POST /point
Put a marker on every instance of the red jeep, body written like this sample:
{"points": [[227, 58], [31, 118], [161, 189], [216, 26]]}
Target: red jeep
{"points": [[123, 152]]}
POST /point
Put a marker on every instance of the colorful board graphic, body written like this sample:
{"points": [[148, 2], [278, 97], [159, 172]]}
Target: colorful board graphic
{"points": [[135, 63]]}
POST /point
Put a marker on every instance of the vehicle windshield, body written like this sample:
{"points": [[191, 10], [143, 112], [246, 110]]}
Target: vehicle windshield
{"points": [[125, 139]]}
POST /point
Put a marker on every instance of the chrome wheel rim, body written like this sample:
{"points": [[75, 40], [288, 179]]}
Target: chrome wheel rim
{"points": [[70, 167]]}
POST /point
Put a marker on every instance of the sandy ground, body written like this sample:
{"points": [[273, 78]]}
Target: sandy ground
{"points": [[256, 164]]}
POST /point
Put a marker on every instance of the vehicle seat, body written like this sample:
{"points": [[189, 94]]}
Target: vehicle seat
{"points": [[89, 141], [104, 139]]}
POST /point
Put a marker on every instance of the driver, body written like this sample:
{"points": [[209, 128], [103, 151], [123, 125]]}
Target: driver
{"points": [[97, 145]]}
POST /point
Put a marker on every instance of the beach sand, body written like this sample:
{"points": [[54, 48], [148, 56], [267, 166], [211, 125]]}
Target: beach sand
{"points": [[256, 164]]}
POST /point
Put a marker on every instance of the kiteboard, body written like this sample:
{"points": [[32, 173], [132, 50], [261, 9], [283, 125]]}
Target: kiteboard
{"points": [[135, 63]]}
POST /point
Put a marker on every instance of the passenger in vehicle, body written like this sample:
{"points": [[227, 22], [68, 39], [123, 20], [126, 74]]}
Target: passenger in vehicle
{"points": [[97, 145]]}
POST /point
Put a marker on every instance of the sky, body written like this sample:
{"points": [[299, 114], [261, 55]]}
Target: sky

* [What is expected]
Please transcribe the data above without changes, from its first line to its "Put a marker on every instance of the vehicle windshield, body" line, and leave out anything past that.

* [Answer]
POST /point
Put a marker on every instance of the red jeep, body written like this sample:
{"points": [[227, 58], [31, 118], [161, 189], [216, 26]]}
Target: red jeep
{"points": [[123, 152]]}
POST /point
Put a marker on every instance of the colorful board graphic, body written like this sample:
{"points": [[148, 2], [278, 97], [159, 172]]}
Target: colorful board graphic
{"points": [[135, 63]]}
POST /point
Put a marker on every instance of the vehicle windshield, body written like this sample:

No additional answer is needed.